----- Untersuchter Text -----

Wir sind davon überzeugt, dass sich im aktuellen Umfeld Fehlbewertungen durch undifferenzierte Kurskorrekturen über ganze Segmente, Branchen und Indizes ergeben. Mit unserem Fokus auf Einzeltitel-Selektion wollen wir hier gezielt und maßvoll Chancen ergreifen und in Werte investieren, die uns überzeugen und nun im langfristigen Kontext günstiger erscheinen.
Daraus abgeleitet haben wir seit Mitte Januar, nach einem schwierigen Jahresbeginn, neue Investments getätigt, aber auch die Diversifikation in unserem Portfolio weiter erhöht und den Fokus auf eine robustere Komposition gelegt. So konnten wir erfolgreich zum einen die kurzfristige Aktienmärkte-Sensitivität unseres Fonds deutlich reduzieren und zum anderen sicherstellen, dass wir zugleich von Markterholungsphasen weiterhin ausreichend partizipieren können (Abbildung 4).
Wertentwicklung BlackPoint Evolution Fund bis und ab Mitte Januar (in % und in EUR)
Wir halten weiterhin größere Positionen in den Bereichen IT, Pharma und Industrials. Aufgestockt wurden hingegen die Bereiche der Finanzwerte, Konsumgüter und Telekommunikationsdienstleister. Die Position in Rohstoffen wurde zwischenzeitlich ebenfalls erhöht, nun aber wieder etwas zurückgefahren.
Auf der Anleiheseite wurden einige Positionen im mittleren und längeren Laufzeitenbereich abgebaut, hauptsächlich mit dem Ziel, Kredit- und Zinsrisiken etwas zu reduzieren. Darüber hinaus wurde in kurzlaufende US-Staatsanleihen investiert, um eine positive Verzinsung hochliquider Mittel für den Fonds zu erzielen. Grundsätzlich sehen wir die Gefahr einer Rezession in Europa leicht höher als in den USA, was sich auch in unserer aktuellen Allokation niederschlägt.

-----

Kopieren Sie bitte den obenstehenden Fondskommentar vollständig und Wort für Wort.

----- Daten -----

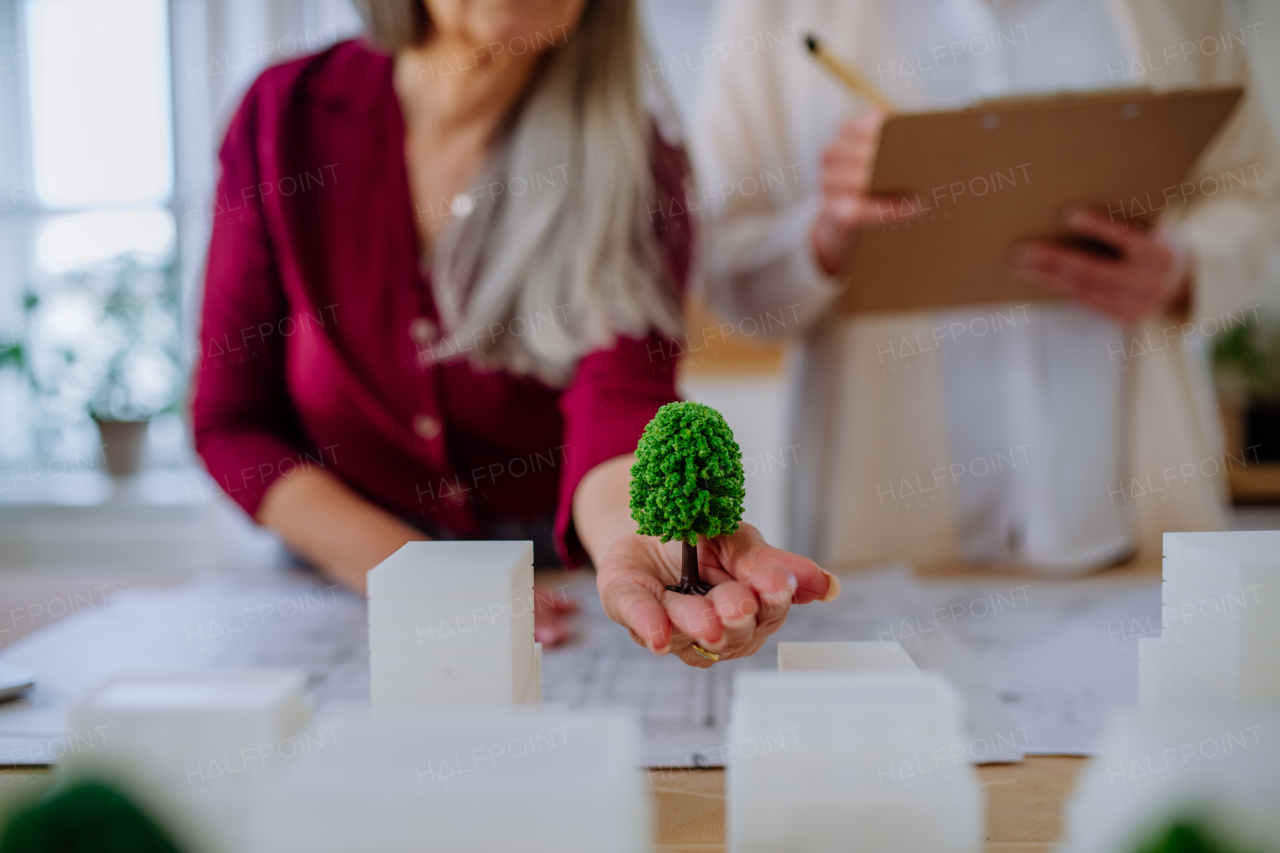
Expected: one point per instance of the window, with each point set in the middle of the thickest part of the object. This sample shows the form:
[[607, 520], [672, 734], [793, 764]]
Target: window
[[91, 281]]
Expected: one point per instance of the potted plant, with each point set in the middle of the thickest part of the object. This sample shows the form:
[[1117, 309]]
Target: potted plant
[[686, 483], [1247, 369], [109, 347]]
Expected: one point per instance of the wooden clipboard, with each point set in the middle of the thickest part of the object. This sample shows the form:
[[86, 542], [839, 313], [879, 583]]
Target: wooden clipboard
[[987, 176]]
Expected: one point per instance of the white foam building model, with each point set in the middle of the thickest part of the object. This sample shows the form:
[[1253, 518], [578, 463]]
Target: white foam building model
[[1220, 644], [849, 760], [188, 746], [1212, 770], [850, 655], [452, 623], [464, 780]]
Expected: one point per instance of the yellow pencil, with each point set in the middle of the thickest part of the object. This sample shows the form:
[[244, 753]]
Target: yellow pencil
[[848, 74]]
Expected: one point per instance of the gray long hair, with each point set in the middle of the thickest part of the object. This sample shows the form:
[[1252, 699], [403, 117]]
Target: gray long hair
[[533, 281]]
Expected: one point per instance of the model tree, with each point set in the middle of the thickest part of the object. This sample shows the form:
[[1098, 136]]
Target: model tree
[[688, 483]]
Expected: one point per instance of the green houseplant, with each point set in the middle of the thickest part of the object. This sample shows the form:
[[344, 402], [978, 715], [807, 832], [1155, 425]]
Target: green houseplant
[[1247, 369], [105, 342], [686, 483]]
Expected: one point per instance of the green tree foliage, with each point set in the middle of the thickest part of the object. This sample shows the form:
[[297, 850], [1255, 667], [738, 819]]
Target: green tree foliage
[[688, 478], [87, 817]]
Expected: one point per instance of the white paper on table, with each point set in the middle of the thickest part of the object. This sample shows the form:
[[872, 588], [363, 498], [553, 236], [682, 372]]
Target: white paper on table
[[1038, 665]]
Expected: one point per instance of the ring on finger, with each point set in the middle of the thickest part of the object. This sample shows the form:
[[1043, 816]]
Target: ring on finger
[[709, 656]]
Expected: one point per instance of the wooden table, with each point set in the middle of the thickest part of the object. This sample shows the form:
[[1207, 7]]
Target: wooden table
[[1024, 803], [1024, 806]]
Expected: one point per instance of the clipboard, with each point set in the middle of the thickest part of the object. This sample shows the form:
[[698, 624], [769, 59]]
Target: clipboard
[[1002, 170]]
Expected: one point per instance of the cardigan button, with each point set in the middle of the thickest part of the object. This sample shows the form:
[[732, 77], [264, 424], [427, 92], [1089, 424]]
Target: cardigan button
[[428, 427], [423, 331]]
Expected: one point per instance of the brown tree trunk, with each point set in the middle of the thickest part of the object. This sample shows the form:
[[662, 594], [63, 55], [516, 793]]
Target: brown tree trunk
[[690, 582]]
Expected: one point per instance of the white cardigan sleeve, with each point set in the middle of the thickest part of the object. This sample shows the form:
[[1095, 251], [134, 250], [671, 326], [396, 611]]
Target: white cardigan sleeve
[[760, 194], [1232, 219]]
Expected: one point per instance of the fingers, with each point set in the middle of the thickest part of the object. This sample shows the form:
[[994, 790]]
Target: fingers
[[735, 606], [551, 629], [1116, 288], [748, 557], [695, 617], [1093, 224], [553, 600], [640, 611]]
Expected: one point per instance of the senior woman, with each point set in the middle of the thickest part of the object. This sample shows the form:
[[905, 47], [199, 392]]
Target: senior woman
[[437, 304]]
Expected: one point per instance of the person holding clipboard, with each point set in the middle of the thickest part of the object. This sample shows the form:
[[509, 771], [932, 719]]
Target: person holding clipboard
[[1034, 433]]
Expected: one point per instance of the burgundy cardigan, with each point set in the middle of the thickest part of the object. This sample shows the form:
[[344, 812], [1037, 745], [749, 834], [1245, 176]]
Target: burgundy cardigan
[[316, 318]]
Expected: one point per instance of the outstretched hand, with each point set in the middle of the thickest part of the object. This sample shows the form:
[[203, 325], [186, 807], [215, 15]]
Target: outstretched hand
[[754, 587]]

-----

> **Antwort**
Wir sind davon überzeugt, dass sich im aktuellen Umfeld Fehlbewertungen durch undifferenzierte Kurskorrekturen über ganze Segmente, Branchen und Indizes ergeben. Mit unserem Fokus auf Einzeltitel-Selektion wollen wir hier gezielt und maßvoll Chancen ergreifen und in Werte investieren, die uns überzeugen und nun im langfristigen Kontext günstiger erscheinen.
Daraus abgeleitet haben wir seit Mitte Januar, nach einem schwierigen Jahresbeginn, neue Investments getätigt, aber auch die Diversifikation in unserem Portfolio weiter erhöht und den Fokus auf eine robustere Komposition gelegt. So konnten wir erfolgreich zum einen die kurzfristige Aktienmärkte-Sensitivität unseres Fonds deutlich reduzieren und zum anderen sicherstellen, dass wir zugleich von Markterholungsphasen weiterhin ausreichend partizipieren können (Abbildung 4).
Wertentwicklung BlackPoint Evolution Fund bis und ab Mitte Januar (in % und in EUR)
Wir halten weiterhin größere Positionen in den Bereichen IT, Pharma und Industrials. Aufgestockt wurden hingegen die Bereiche der Finanzwerte, Konsumgüter und Telekommunikationsdienstleister. Die Position in Rohstoffen wurde zwischenzeitlich ebenfalls erhöht, nun aber wieder etwas zurückgefahren.
Auf der Anleiheseite wurden einige Positionen im mittleren und längeren Laufzeitenbereich abgebaut, hauptsächlich mit dem Ziel, Kredit- und Zinsrisiken etwas zu reduzieren. Darüber hinaus wurde in kurzlaufende US-Staatsanleihen investiert, um eine positive Verzinsung hochliquider Mittel für den Fonds zu erzielen. Grundsätzlich sehen wir die Gefahr einer Rezession in Europa leicht höher als in den USA, was sich auch in unserer aktuellen Allokation niederschlägt.